- WHAT YOU SHOULD DO
Word for word, copy all of the entries.

Referring expression grounding data:
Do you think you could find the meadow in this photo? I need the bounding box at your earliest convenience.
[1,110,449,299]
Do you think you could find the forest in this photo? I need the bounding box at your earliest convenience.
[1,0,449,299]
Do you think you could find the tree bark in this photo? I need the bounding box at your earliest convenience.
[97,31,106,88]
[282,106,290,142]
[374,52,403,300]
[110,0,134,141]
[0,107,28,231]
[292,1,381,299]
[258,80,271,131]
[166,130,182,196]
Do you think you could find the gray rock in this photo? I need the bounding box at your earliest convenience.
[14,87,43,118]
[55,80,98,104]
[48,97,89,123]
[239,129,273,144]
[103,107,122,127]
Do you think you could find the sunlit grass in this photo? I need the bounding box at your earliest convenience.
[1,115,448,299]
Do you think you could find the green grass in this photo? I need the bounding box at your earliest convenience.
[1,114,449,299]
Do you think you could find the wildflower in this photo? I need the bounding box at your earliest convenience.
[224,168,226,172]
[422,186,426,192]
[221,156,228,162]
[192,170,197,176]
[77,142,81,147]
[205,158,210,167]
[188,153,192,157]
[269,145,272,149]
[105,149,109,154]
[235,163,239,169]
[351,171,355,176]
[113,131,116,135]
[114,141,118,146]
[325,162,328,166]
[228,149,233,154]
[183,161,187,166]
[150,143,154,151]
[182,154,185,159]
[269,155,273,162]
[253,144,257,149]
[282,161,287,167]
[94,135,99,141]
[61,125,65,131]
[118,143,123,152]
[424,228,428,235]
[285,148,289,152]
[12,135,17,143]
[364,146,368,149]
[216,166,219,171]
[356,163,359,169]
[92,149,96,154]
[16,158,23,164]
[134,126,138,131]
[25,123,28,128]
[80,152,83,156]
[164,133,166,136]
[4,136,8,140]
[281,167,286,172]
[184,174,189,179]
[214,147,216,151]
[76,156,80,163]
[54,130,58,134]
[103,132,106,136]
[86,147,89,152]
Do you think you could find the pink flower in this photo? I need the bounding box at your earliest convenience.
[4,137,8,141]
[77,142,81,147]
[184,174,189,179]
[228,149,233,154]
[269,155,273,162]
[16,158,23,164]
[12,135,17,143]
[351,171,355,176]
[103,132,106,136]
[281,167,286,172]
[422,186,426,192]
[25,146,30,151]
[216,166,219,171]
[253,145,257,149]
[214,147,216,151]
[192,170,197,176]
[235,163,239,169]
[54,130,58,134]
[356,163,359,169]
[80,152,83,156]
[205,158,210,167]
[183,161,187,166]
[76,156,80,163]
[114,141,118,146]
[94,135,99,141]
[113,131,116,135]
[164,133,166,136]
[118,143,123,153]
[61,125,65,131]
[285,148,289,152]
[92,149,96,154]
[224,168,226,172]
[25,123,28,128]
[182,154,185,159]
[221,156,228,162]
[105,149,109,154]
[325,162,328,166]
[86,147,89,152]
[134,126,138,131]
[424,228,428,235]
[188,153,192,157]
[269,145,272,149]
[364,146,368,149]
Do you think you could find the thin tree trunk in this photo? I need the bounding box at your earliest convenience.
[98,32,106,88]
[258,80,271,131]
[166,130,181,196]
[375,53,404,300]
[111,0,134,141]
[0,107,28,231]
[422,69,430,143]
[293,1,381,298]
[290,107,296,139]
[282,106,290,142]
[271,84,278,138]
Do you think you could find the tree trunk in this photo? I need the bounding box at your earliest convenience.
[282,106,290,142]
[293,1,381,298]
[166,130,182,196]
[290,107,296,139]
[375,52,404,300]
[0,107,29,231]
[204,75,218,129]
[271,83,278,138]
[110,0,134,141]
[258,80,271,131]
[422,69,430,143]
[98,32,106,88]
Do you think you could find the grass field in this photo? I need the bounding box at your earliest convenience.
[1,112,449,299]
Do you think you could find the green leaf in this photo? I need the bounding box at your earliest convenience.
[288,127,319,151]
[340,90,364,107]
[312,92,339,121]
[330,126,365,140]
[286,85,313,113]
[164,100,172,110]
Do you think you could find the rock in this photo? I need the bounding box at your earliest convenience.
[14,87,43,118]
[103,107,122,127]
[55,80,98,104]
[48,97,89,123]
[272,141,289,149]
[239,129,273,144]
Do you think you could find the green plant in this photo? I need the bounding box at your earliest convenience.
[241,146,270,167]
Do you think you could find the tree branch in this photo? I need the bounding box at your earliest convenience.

- COMPLETED EXERCISE
Do you think you could find the meadow in this photo? I need the bounding box at your earliest convenience.
[1,110,449,299]
Do you think you could find the forest in this photo? I need the bounding box at your earliest convenience.
[1,0,449,299]
Do you think you could find the tree bark in this photo? I need the bounding box at your earliest convenience.
[97,31,106,88]
[282,106,290,142]
[374,52,403,300]
[110,0,134,141]
[0,107,28,231]
[292,1,381,299]
[258,80,271,131]
[166,130,182,196]
Do you think you could find the gray rock in this photo? I need the bounding box at your earliest convenience.
[14,87,43,118]
[55,80,98,104]
[48,97,89,123]
[239,129,273,144]
[103,107,122,127]
Do you think you could find the sunlit grass in this photo? I need the bounding box at your earliest convenience.
[1,115,448,299]
Do you think you could find the green grass in this photo? I need the bounding box at your earliest convenience.
[1,114,449,299]
Do you think you could find the wildflower in this photo? I need the bounding box at your earliest convenience.
[224,168,226,172]
[422,186,426,192]
[221,156,228,162]
[192,170,197,176]
[77,142,81,147]
[205,158,210,167]
[188,153,192,157]
[269,145,272,149]
[105,149,109,154]
[235,163,239,169]
[351,171,355,176]
[113,131,116,135]
[114,141,118,146]
[325,162,328,166]
[228,149,233,154]
[183,161,187,166]
[150,143,154,151]
[182,154,185,159]
[269,155,273,162]
[253,144,257,149]
[282,161,287,167]
[94,135,99,141]
[61,125,65,131]
[118,143,123,152]
[424,228,428,235]
[285,148,289,152]
[12,135,17,143]
[364,146,368,149]
[216,166,219,171]
[356,163,359,169]
[92,149,96,154]
[16,158,23,164]
[134,126,138,131]
[25,123,28,128]
[80,152,83,156]
[164,133,166,136]
[4,136,8,140]
[281,167,286,172]
[184,174,189,179]
[214,147,216,151]
[76,156,80,163]
[54,130,58,134]
[103,132,106,136]
[86,147,89,152]
Do you think you could find the pink flower in this photo? I need the bounding box at your earliest convenience.
[4,137,8,141]
[77,142,81,147]
[184,174,189,179]
[228,149,233,154]
[269,155,273,162]
[16,158,23,164]
[12,135,17,143]
[351,171,355,176]
[103,132,106,136]
[281,167,286,172]
[422,186,426,192]
[25,146,30,151]
[216,166,219,171]
[253,145,257,149]
[214,147,216,151]
[192,170,197,176]
[235,163,239,169]
[54,130,58,134]
[356,163,359,169]
[80,152,83,156]
[205,158,210,167]
[183,161,187,166]
[76,156,80,163]
[114,141,118,146]
[94,135,99,141]
[113,131,116,135]
[164,133,166,136]
[118,143,123,153]
[61,125,65,131]
[285,148,289,152]
[92,149,96,154]
[224,168,226,172]
[25,123,28,128]
[182,154,185,159]
[221,156,228,162]
[105,149,109,154]
[325,162,328,166]
[86,147,89,152]
[134,126,138,131]
[424,228,428,235]
[188,153,192,157]
[269,145,272,149]
[364,146,368,149]
Do you think you could find the thin tree trunk in this photo? I need the bounding box at your earliest convenience.
[98,32,106,88]
[258,80,271,131]
[166,130,181,196]
[375,53,404,300]
[111,0,134,141]
[0,107,28,231]
[422,69,430,143]
[293,1,381,298]
[290,107,296,139]
[282,106,290,142]
[271,84,278,138]
Do you think you could find the tree trunk in this photo? I need the bounding box at your earliest convenience.
[282,106,290,142]
[293,1,381,298]
[166,130,182,196]
[290,107,296,139]
[375,52,404,300]
[0,107,29,231]
[204,75,218,129]
[271,83,278,138]
[110,0,134,141]
[258,80,271,131]
[422,69,430,143]
[98,32,106,88]
Do you think you could find the grass field in this photo? I need the bounding box at your earliest convenience.
[1,112,449,299]
Do you think you could find the green leaf in this photo? I need the bounding box at your earliest convenience.
[288,127,319,151]
[340,90,364,107]
[312,92,339,121]
[330,126,365,140]
[286,85,313,113]
[164,100,172,110]
Do you think you could find the rock in this photo? I need the bounding box at your earliest convenience.
[14,87,43,118]
[103,107,122,127]
[55,80,98,104]
[48,97,89,123]
[272,141,289,149]
[239,129,273,144]
Do you think you could find the green plant in this photo? I need the bounding box at your earliest convenience.
[241,146,270,167]
Do you think you could find the tree branch in this photo? I need the bounding box at your earliest convenience.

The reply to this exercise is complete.